* **The data**
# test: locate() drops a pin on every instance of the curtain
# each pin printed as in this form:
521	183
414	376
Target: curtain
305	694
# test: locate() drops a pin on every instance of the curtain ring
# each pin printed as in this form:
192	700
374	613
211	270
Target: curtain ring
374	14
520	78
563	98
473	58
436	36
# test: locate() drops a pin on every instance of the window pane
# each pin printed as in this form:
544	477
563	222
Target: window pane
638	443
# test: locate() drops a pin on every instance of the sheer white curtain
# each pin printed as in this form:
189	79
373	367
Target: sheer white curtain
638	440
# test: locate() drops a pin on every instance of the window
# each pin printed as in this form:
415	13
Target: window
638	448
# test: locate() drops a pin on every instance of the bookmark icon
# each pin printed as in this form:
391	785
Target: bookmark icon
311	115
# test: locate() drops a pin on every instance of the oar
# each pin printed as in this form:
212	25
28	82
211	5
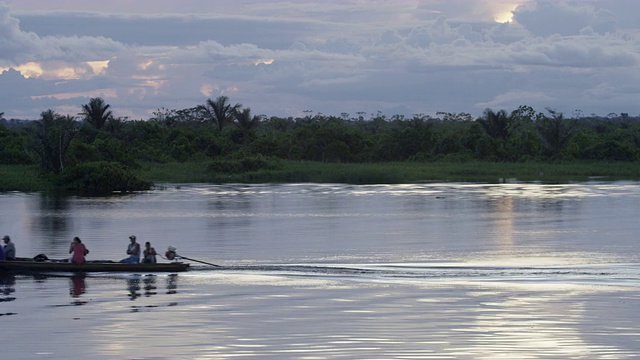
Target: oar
202	262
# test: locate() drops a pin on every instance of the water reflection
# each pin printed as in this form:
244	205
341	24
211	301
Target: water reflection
133	286
77	287
7	287
53	215
172	283
149	285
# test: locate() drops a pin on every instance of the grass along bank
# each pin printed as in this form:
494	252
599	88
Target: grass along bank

* **Brief**
In the records above, how many lines contain the string "grass"? Reply with the number only.

* **Exercise result**
2